■ **ASSIGNMENT**
Retype the rows from their start through the line holding "box: [472, 247, 515, 293]", with both ends included. Leave the pictures out.

Stored records
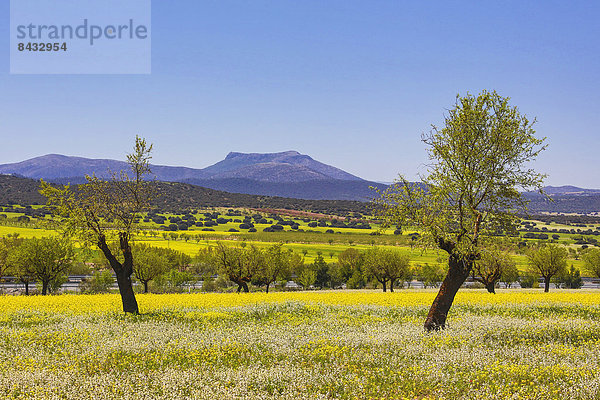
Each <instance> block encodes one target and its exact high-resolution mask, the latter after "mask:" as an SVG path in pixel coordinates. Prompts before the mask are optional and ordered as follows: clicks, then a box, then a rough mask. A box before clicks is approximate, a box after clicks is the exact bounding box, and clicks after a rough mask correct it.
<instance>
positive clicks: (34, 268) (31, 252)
mask: <svg viewBox="0 0 600 400" xmlns="http://www.w3.org/2000/svg"><path fill="white" fill-rule="evenodd" d="M11 258H12V260H11V264H12V265H15V266H16V268H17V269H18V270H20V271H18V272H17V275H22V276H27V277H31V278H33V279H35V280H37V281H39V282H41V284H42V295H46V294H48V289H49V288H50V285H51V283H52V282H53V281H56V280H58V279H60V278H62V277H63V276H64V275H65V274H66V273H67V272H68V271H69V268H71V265H72V264H73V260H74V259H75V251H74V249H73V244H72V243H71V242H70V241H69V240H68V239H64V238H58V237H43V238H39V239H38V238H33V239H27V240H26V241H25V242H23V244H22V245H21V246H19V247H18V248H17V249H16V251H15V252H13V253H11Z"/></svg>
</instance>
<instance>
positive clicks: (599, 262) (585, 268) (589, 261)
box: [582, 249, 600, 278]
mask: <svg viewBox="0 0 600 400" xmlns="http://www.w3.org/2000/svg"><path fill="white" fill-rule="evenodd" d="M582 258H583V265H584V268H585V269H586V270H587V271H588V272H589V273H590V274H592V275H593V276H595V277H596V278H600V249H587V250H586V251H585V252H584V253H583V257H582Z"/></svg>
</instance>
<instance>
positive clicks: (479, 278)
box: [472, 247, 515, 293]
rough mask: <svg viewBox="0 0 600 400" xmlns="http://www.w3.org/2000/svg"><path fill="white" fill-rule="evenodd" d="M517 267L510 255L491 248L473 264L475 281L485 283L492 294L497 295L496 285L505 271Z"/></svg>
mask: <svg viewBox="0 0 600 400" xmlns="http://www.w3.org/2000/svg"><path fill="white" fill-rule="evenodd" d="M511 267H512V268H514V267H515V262H514V260H513V259H512V257H511V256H510V254H508V253H506V252H503V251H501V250H499V249H498V248H494V247H490V248H487V249H484V250H483V251H482V252H481V258H480V259H479V260H477V261H476V262H475V263H474V264H473V272H472V274H473V279H474V280H476V281H478V282H481V283H483V285H484V286H485V288H486V289H487V291H488V292H490V293H496V283H498V282H499V281H500V279H502V274H503V273H504V271H505V270H507V269H510V268H511Z"/></svg>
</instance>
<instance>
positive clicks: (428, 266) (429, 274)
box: [418, 263, 445, 288]
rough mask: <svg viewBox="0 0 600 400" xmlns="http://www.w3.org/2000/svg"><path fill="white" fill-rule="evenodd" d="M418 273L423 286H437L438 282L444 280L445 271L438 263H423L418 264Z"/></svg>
mask: <svg viewBox="0 0 600 400" xmlns="http://www.w3.org/2000/svg"><path fill="white" fill-rule="evenodd" d="M418 273H419V275H420V277H421V281H422V282H423V286H425V287H426V288H427V287H429V286H431V287H438V286H439V285H440V283H441V282H442V281H443V280H444V275H445V271H444V269H443V268H442V267H441V266H440V265H439V264H437V263H436V264H429V263H425V264H423V265H421V266H420V268H419V270H418Z"/></svg>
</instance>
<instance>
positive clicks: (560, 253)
mask: <svg viewBox="0 0 600 400" xmlns="http://www.w3.org/2000/svg"><path fill="white" fill-rule="evenodd" d="M527 258H528V259H529V267H530V270H531V272H532V273H536V274H539V275H540V276H542V278H544V292H548V291H549V290H550V281H551V279H552V277H553V276H555V275H557V274H561V273H564V271H565V270H566V268H567V250H565V248H564V247H560V246H557V245H555V244H548V245H546V246H543V247H540V248H538V249H534V250H531V251H530V252H529V254H528V256H527Z"/></svg>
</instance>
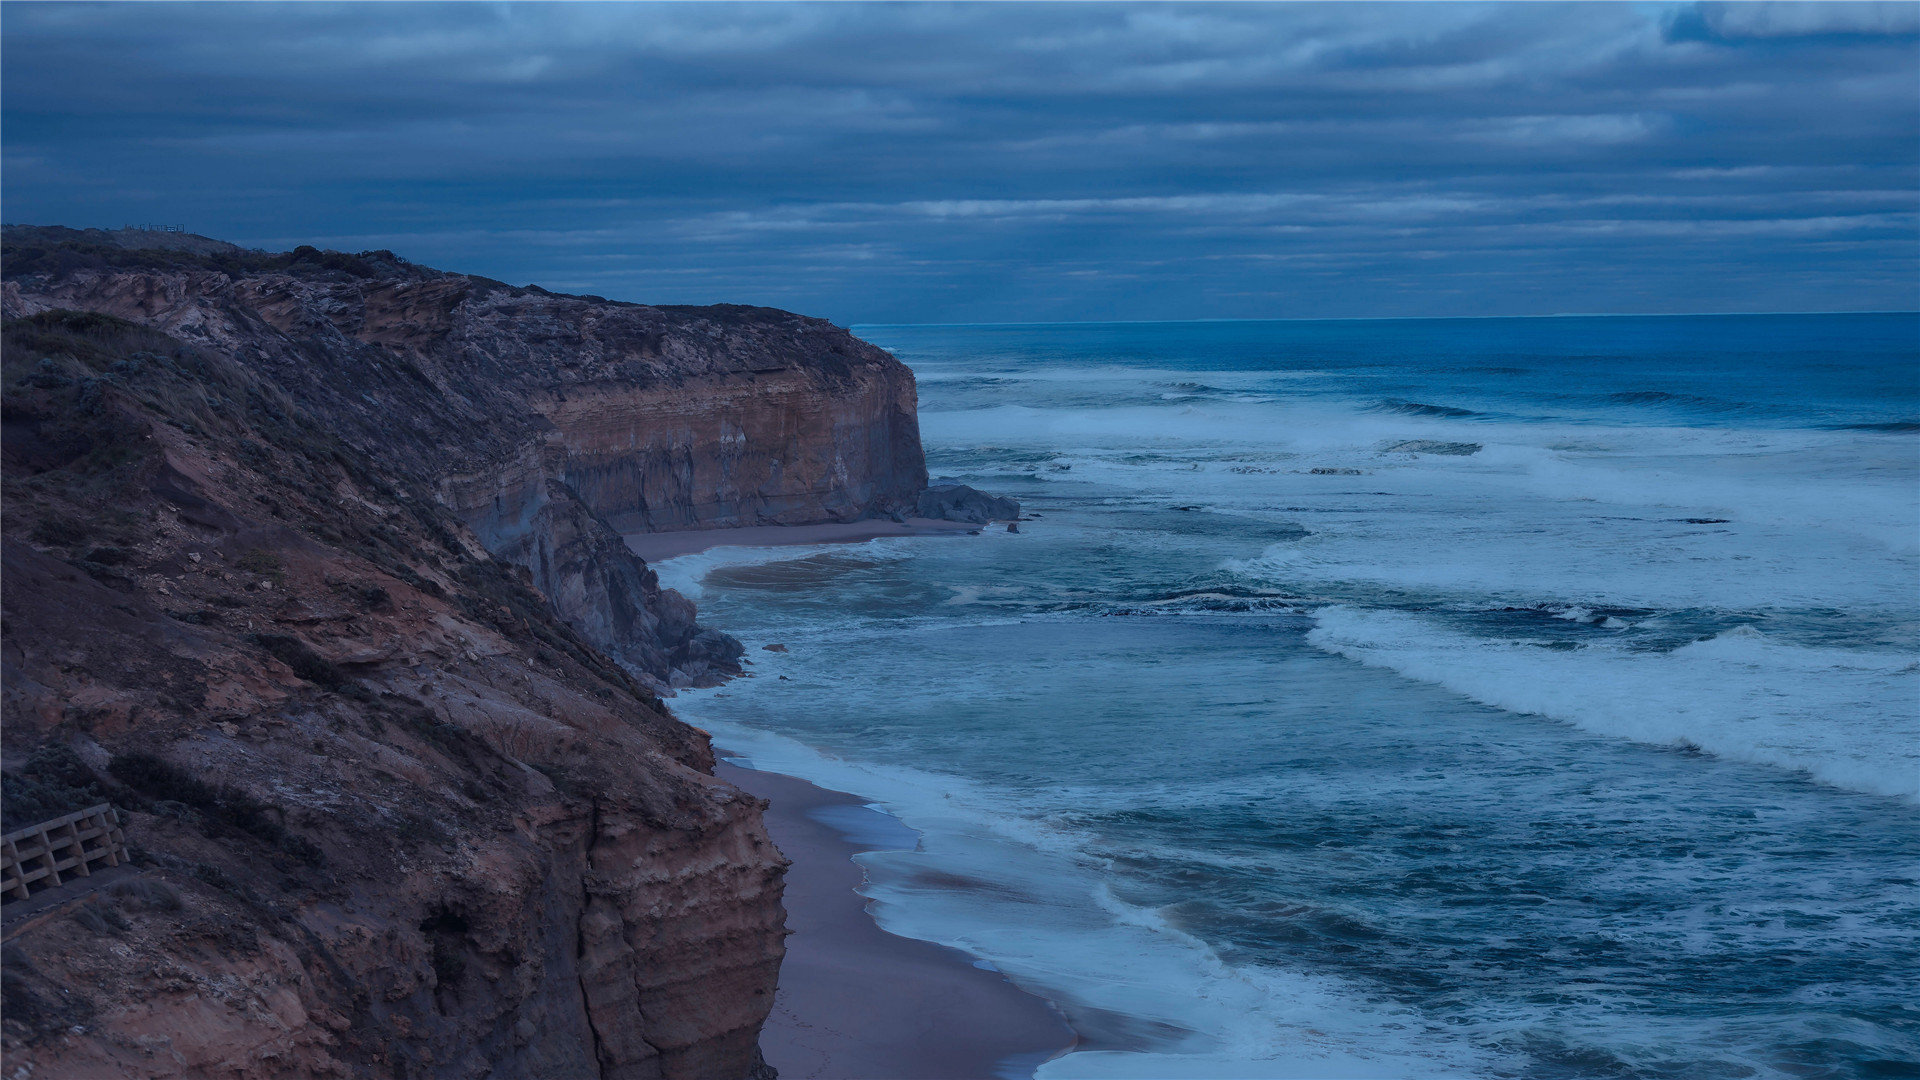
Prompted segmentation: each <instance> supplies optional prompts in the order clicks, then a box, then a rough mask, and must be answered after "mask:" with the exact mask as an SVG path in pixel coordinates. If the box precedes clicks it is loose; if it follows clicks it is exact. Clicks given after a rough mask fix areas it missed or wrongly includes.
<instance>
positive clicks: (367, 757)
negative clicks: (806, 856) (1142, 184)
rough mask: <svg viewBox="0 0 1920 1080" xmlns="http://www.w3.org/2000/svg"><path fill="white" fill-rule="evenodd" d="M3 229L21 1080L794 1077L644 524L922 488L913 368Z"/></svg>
mask: <svg viewBox="0 0 1920 1080" xmlns="http://www.w3.org/2000/svg"><path fill="white" fill-rule="evenodd" d="M109 240H111V242H108V240H102V234H81V233H71V231H46V229H35V231H19V229H10V231H8V234H6V242H8V248H6V254H4V261H6V282H4V288H6V294H4V309H6V317H8V323H6V340H4V350H0V357H4V379H6V386H4V407H6V417H4V419H6V423H4V429H0V434H4V461H6V473H4V482H6V517H4V575H6V592H4V598H0V600H4V623H0V646H4V650H0V659H4V673H0V675H4V680H0V682H4V690H0V719H4V738H6V813H8V817H10V821H8V826H10V828H12V826H15V824H19V821H13V819H15V817H17V815H40V813H52V811H58V809H60V807H63V805H73V803H83V805H84V803H90V801H113V803H115V805H119V807H123V811H125V813H127V815H129V826H127V834H129V840H131V842H132V844H134V847H136V853H138V859H136V865H134V867H132V869H131V871H127V872H119V874H117V876H119V880H113V882H108V880H104V878H102V880H100V882H94V884H96V886H98V888H88V886H83V888H79V892H77V894H75V896H71V897H65V899H63V901H61V903H58V905H54V907H48V909H46V911H40V913H36V915H31V917H27V919H25V920H17V919H12V917H10V922H8V951H6V965H4V974H6V1017H4V1047H6V1072H8V1074H10V1076H12V1074H13V1072H15V1068H25V1070H27V1072H29V1074H31V1076H35V1078H44V1076H88V1078H90V1076H196V1078H198V1076H217V1078H253V1076H257V1078H267V1076H409V1078H415V1076H445V1078H455V1076H461V1078H467V1076H501V1078H509V1076H526V1078H574V1076H580V1078H588V1076H607V1078H612V1076H620V1078H647V1076H662V1078H695V1076H701V1078H708V1076H749V1074H760V1072H762V1065H760V1061H758V1051H756V1032H758V1026H760V1020H762V1019H764V1017H766V1011H768V1007H770V1003H772V992H774V982H776V974H778V965H780V957H781V949H783V947H781V940H783V928H781V924H783V913H781V907H780V878H781V869H783V861H781V859H780V855H778V851H774V847H772V846H770V844H768V840H766V834H764V830H762V826H760V803H758V801H755V799H751V798H747V796H743V794H741V792H737V790H735V788H732V786H728V784H724V782H720V780H714V778H712V776H710V767H712V753H710V748H708V744H707V738H705V734H703V732H699V730H695V728H689V726H685V724H682V723H678V721H674V719H672V717H670V713H668V711H666V707H664V705H662V703H660V700H659V696H657V694H659V692H662V690H664V688H666V686H670V684H682V682H689V680H697V678H714V676H720V675H724V673H728V671H737V663H739V644H737V642H733V640H732V638H728V636H726V634H720V632H716V630H707V628H701V626H699V625H697V621H695V611H693V605H691V603H687V601H685V600H684V598H680V596H678V594H674V592H670V590H662V588H660V586H659V580H657V578H655V575H653V571H651V569H647V567H645V563H641V561H639V559H636V557H634V555H632V553H630V552H628V550H626V546H624V542H622V538H620V530H618V528H614V527H611V525H609V521H611V519H612V521H620V523H624V527H628V528H632V527H636V525H639V527H655V528H659V527H689V525H726V523H764V521H829V519H845V517H858V515H864V513H897V511H902V509H910V507H912V505H914V496H916V494H918V492H920V488H922V486H924V482H925V473H924V465H922V461H920V446H918V434H916V429H914V423H912V407H914V396H912V379H910V377H908V375H906V373H904V369H902V367H899V365H897V363H895V361H893V359H891V357H887V356H885V354H881V352H879V350H872V348H870V346H864V344H860V342H856V340H854V338H851V336H849V334H845V332H843V331H837V329H833V327H829V325H826V323H820V321H814V319H803V317H799V315H787V313H780V311H764V309H743V307H718V309H664V307H641V306H624V304H607V302H597V300H591V298H564V296H551V294H545V292H540V290H532V288H509V286H503V284H499V282H490V281H484V279H470V277H461V275H444V273H438V271H426V269H422V267H413V265H409V263H403V261H399V259H396V258H392V256H388V254H382V252H372V254H363V256H340V254H332V252H313V250H311V248H307V250H300V252H292V254H286V256H263V254H257V252H242V250H238V248H230V246H223V244H219V242H213V240H205V238H190V240H192V242H186V240H179V242H175V246H173V248H171V250H150V248H129V246H125V244H123V242H121V238H117V236H109Z"/></svg>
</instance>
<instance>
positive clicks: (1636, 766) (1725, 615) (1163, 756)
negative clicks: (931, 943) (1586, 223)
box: [660, 315, 1920, 1078]
mask: <svg viewBox="0 0 1920 1080" xmlns="http://www.w3.org/2000/svg"><path fill="white" fill-rule="evenodd" d="M1916 327H1920V323H1916V319H1914V317H1912V315H1855V317H1711V319H1707V317H1703V319H1511V321H1394V323H1181V325H1062V327H862V329H858V332H860V334H862V336H868V338H870V340H876V342H877V344H881V346H885V348H891V350H895V352H897V354H899V356H900V359H904V361H906V363H910V365H912V367H914V371H916V375H918V377H920V384H922V429H924V436H925V442H927V454H929V467H931V469H933V473H935V475H950V477H956V479H962V480H966V482H973V484H977V486H983V488H989V490H995V492H1004V494H1014V496H1018V498H1021V500H1023V505H1025V507H1027V509H1029V511H1035V513H1039V519H1037V521H1029V523H1023V525H1021V532H1020V534H1006V532H998V530H989V532H985V534H981V536H973V538H935V540H881V542H872V544H860V546H843V548H822V550H795V548H787V550H762V552H743V550H720V552H708V553H703V555H693V557H685V559H674V561H666V563H662V565H660V571H662V577H664V578H666V580H668V582H670V584H674V582H678V584H680V586H682V588H685V590H687V592H689V594H697V596H699V601H701V605H703V611H705V621H708V623H712V625H720V626H726V628H728V630H732V632H735V634H739V636H741V638H743V640H747V642H749V646H760V644H768V642H783V644H787V646H789V648H791V651H789V653H770V651H760V650H758V648H753V650H751V655H753V657H755V659H756V667H755V671H756V678H753V680H741V682H733V684H730V686H726V688H722V690H716V692H701V694H687V696H684V698H682V701H680V705H678V707H680V711H682V713H684V715H685V717H687V719H691V721H695V723H701V724H705V726H708V728H712V730H714V734H716V736H718V738H720V740H722V742H724V744H726V746H730V748H735V749H739V751H743V753H745V755H747V757H751V759H753V761H755V763H756V765H760V767H770V769H780V771H785V773H795V774H801V776H806V778H808V780H814V782H820V784H826V786H831V788H841V790H849V792H856V794H860V796H864V798H870V799H874V801H876V803H879V805H883V807H887V809H889V811H891V813H895V815H899V817H900V819H902V821H904V822H906V824H910V826H914V828H916V830H920V832H922V838H924V840H922V847H920V851H893V853H874V855H868V857H864V859H866V863H868V869H870V876H872V882H874V884H872V886H870V888H872V894H874V897H876V913H877V917H879V919H881V920H883V924H887V926H889V928H895V930H899V932H904V934H912V936H922V938H929V940H939V942H945V944H954V945H962V947H968V949H972V951H973V953H977V955H981V957H983V959H987V961H991V963H993V965H996V967H1000V969H1002V970H1006V972H1008V974H1010V976H1014V978H1016V980H1020V982H1021V984H1023V986H1029V988H1033V990H1035V992H1041V994H1044V995H1048V997H1052V999H1056V1001H1060V1003H1062V1007H1064V1009H1066V1011H1068V1013H1069V1017H1073V1019H1075V1024H1077V1026H1079V1028H1081V1030H1083V1032H1085V1034H1089V1036H1091V1038H1092V1042H1094V1043H1096V1045H1102V1047H1106V1049H1100V1051H1089V1053H1075V1055H1069V1057H1064V1059H1058V1061H1054V1063H1048V1065H1046V1067H1043V1070H1041V1074H1044V1076H1079V1074H1106V1076H1121V1074H1125V1076H1336V1074H1338V1076H1348V1074H1352V1076H1436V1074H1461V1076H1542V1078H1544V1076H1889V1074H1920V1005H1916V1001H1920V994H1916V982H1920V974H1916V972H1920V655H1916V650H1914V630H1916V626H1920V601H1916V596H1920V588H1916V586H1920V494H1916V492H1920V425H1916V423H1914V417H1920V375H1916V373H1920V365H1916ZM780 676H785V678H780Z"/></svg>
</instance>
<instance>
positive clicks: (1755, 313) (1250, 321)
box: [847, 307, 1920, 329]
mask: <svg viewBox="0 0 1920 1080" xmlns="http://www.w3.org/2000/svg"><path fill="white" fill-rule="evenodd" d="M1786 315H1920V307H1866V309H1851V311H1555V313H1549V315H1269V317H1258V319H1031V321H973V323H847V329H852V327H1150V325H1160V323H1436V321H1476V319H1726V317H1749V319H1768V317H1786Z"/></svg>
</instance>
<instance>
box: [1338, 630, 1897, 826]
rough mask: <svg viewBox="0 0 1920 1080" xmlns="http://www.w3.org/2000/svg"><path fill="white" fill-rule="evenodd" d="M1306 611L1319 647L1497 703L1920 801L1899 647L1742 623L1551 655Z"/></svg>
mask: <svg viewBox="0 0 1920 1080" xmlns="http://www.w3.org/2000/svg"><path fill="white" fill-rule="evenodd" d="M1317 621H1319V626H1317V628H1315V630H1313V632H1311V634H1308V640H1309V642H1313V644H1315V646H1319V648H1323V650H1327V651H1334V653H1340V655H1346V657H1350V659H1357V661H1361V663H1369V665H1377V667H1386V669H1392V671H1398V673H1400V675H1405V676H1409V678H1419V680H1423V682H1434V684H1438V686H1446V688H1448V690H1453V692H1457V694H1465V696H1469V698H1473V700H1476V701H1482V703H1488V705H1494V707H1500V709H1509V711H1515V713H1538V715H1544V717H1553V719H1559V721H1567V723H1572V724H1576V726H1580V728H1586V730H1592V732H1599V734H1611V736H1622V738H1632V740H1636V742H1649V744H1670V746H1695V748H1699V749H1705V751H1709V753H1715V755H1720V757H1730V759H1738V761H1751V763H1761V765H1774V767H1784V769H1803V771H1807V773H1811V774H1812V776H1816V778H1818V780H1824V782H1828V784H1836V786H1841V788H1853V790H1859V792H1872V794H1882V796H1901V798H1908V799H1920V711H1916V709H1914V705H1916V703H1920V661H1916V659H1914V657H1912V655H1901V653H1885V651H1878V653H1876V651H1862V650H1822V648H1801V646H1786V644H1776V642H1772V640H1768V638H1766V636H1763V634H1761V632H1757V630H1753V628H1747V626H1741V628H1738V630H1728V632H1724V634H1718V636H1715V638H1711V640H1705V642H1693V644H1690V646H1682V648H1678V650H1672V651H1632V650H1626V648H1615V646H1609V644H1588V646H1584V648H1580V650H1574V651H1559V650H1544V648H1540V644H1534V642H1511V640H1486V638H1476V636H1471V634H1463V632H1457V630H1452V628H1448V626H1444V625H1440V623H1438V621H1436V619H1430V617H1421V615H1407V613H1400V611H1363V609H1356V607H1327V609H1321V611H1319V615H1317ZM1542 644H1544V642H1542Z"/></svg>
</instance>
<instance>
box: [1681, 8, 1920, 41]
mask: <svg viewBox="0 0 1920 1080" xmlns="http://www.w3.org/2000/svg"><path fill="white" fill-rule="evenodd" d="M1697 15H1699V21H1701V23H1703V25H1705V27H1707V31H1709V33H1713V37H1718V38H1726V40H1734V38H1799V37H1826V35H1872V37H1912V35H1920V4H1910V2H1859V0H1828V2H1824V4H1807V2H1782V0H1741V2H1738V4H1699V6H1697Z"/></svg>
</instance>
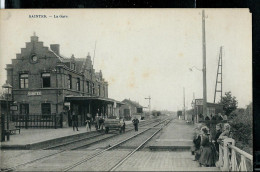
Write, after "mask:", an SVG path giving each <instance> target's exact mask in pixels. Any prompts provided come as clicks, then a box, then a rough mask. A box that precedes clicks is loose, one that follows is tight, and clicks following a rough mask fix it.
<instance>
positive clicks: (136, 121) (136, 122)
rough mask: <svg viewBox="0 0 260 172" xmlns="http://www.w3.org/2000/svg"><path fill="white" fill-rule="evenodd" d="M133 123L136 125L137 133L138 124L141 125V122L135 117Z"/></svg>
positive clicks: (133, 119) (135, 129)
mask: <svg viewBox="0 0 260 172" xmlns="http://www.w3.org/2000/svg"><path fill="white" fill-rule="evenodd" d="M132 122H133V124H134V127H135V131H138V123H139V120H138V119H137V118H136V117H135V118H134V119H133V121H132Z"/></svg>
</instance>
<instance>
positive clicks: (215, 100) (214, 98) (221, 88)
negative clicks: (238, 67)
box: [214, 46, 223, 103]
mask: <svg viewBox="0 0 260 172" xmlns="http://www.w3.org/2000/svg"><path fill="white" fill-rule="evenodd" d="M222 54H223V47H222V46H221V47H220V52H219V59H218V70H217V77H216V85H215V94H214V103H215V102H216V94H217V92H220V101H222ZM219 75H220V81H219ZM219 84H220V89H218V85H219Z"/></svg>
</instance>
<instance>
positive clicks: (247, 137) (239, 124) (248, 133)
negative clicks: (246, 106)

■ **RESULT FOR THIS EXERCISE**
Each <instance> block encodes one target and its exact high-resolution mask, the latter after "mask:" as an SVG path in pixel coordinates. Prompts before the mask are optional and ordered as follows: clicks, then a box, then a rough mask. A box before clicks is approximate, a box after clicks is the exact bounding box, and clicks after a rough mask correct it.
<instance>
positive clicks: (34, 268) (31, 252)
mask: <svg viewBox="0 0 600 400" xmlns="http://www.w3.org/2000/svg"><path fill="white" fill-rule="evenodd" d="M11 258H12V260H11V264H12V265H15V266H16V268H17V269H18V270H20V271H18V272H17V275H22V276H27V277H31V278H33V279H35V280H37V281H39V282H41V284H42V295H46V294H48V289H49V288H50V285H51V283H52V282H53V281H56V280H58V279H60V278H62V277H63V276H64V275H65V274H66V273H67V272H68V271H69V268H71V265H72V264H73V260H74V259H75V251H74V249H73V244H72V243H71V242H70V241H69V240H68V239H64V238H58V237H43V238H39V239H38V238H33V239H27V240H26V241H25V242H23V244H22V245H21V246H19V247H18V248H17V249H16V251H15V252H13V253H11Z"/></svg>
</instance>
<instance>
positive clicks: (599, 262) (585, 268) (589, 261)
box: [582, 249, 600, 278]
mask: <svg viewBox="0 0 600 400" xmlns="http://www.w3.org/2000/svg"><path fill="white" fill-rule="evenodd" d="M582 258H583V265H584V268H585V269H586V270H587V271H588V272H589V273H590V274H592V275H593V276H595V277H596V278H600V249H587V250H586V251H585V252H584V253H583V257H582Z"/></svg>
</instance>
<instance>
positive clicks: (479, 278)
box: [472, 247, 515, 293]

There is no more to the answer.